--- start Selection ---

3. Economics over efficiency

Counter to the half-cut movement is the idea that chasing that extra bit of efficiency juice isn’t worth the squeeze, so to speak. Silfab Solar is taking a different approach, believing the tinkering with the glass size and cell cut of conventional mono and mono PERC technologies won’t result in enough efficiency gains. Instead, Silfab is focusing on the adoption of next generation technologies that could allow material gains in module wattage while maintaining attractive price points, such as metal wrap through (MWT) and interdigitated back contact (IBC).

Silfab says the practice of leading with a high priced premium brand and following up with a low price economy brand in price-conscious situations can lead to reduced revenues and margins.

“There are price effective premium brands that allow EPCs to standardize on a single module partner, recognize better revenues in cost-conscious scenarios (like larger system sizes) and recognize better margins on the remainder of the system in terms of premium value/wattage without premium pricing,” Silfab tells us.

--- end Selection ---

### Problems to solve
**a.** Please restate the Silfab passage word for word, from "Counter to the" to "back contact (IBC).".
**b.** In the Silfab passage, which two next-generation technologies does Silfab name as examples?
**c.** Pick up the Silfab passage after its final sentence and write a continuation.

--- start Available data ---

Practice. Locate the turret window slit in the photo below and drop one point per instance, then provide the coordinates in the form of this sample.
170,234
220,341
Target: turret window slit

--- end Available data ---

### Outputs
**a.**
Counter to the half-cut movement is the idea that chasing that extra bit of efficiency juice isn’t worth the squeeze, so to speak. Silfab Solar is taking a different approach, believing the tinkering with the glass size and cell cut of conventional mono and mono PERC technologies won’t result in enough efficiency gains. Instead, Silfab is focusing on the adoption of next generation technologies that could allow material gains in module wattage while maintaining attractive price points, such as metal wrap through (MWT) and interdigitated back contact (IBC).

**b.** Metal wrap through (MWT) and interdigitated back contact (IBC).

**c.**
4. Lifetime value

Efficiency numbers in lab conditions and coming out of the box get the biggest headlines, but for an investment that degrades over its 25-year lifetime, it’s not the most impactful metric on its own. Other module lifetime considerations such as warranty terms, temperature coefficients and degradation rates are now winning the day in many segments but especially in residential. EPCs and installers that only look at one facet, such as price or rated DC capacity, are doing themselves and their customers a disservice. While those factors are important, selling certainty over 25 years is more valuable overall.

“Often we hear from our customers that they made the mistake of only looking at the price per watt when choosing a PV module,” notes the team at Trina Solar. “Then they found that they had increased operations and maintenance costs down the road, and that the company they had bought from is no longer around to honor the warranty. Unit cost is important to consider, but if you neglect to look at things like performance, quality standards and company bankability, you may end up paying for it later.”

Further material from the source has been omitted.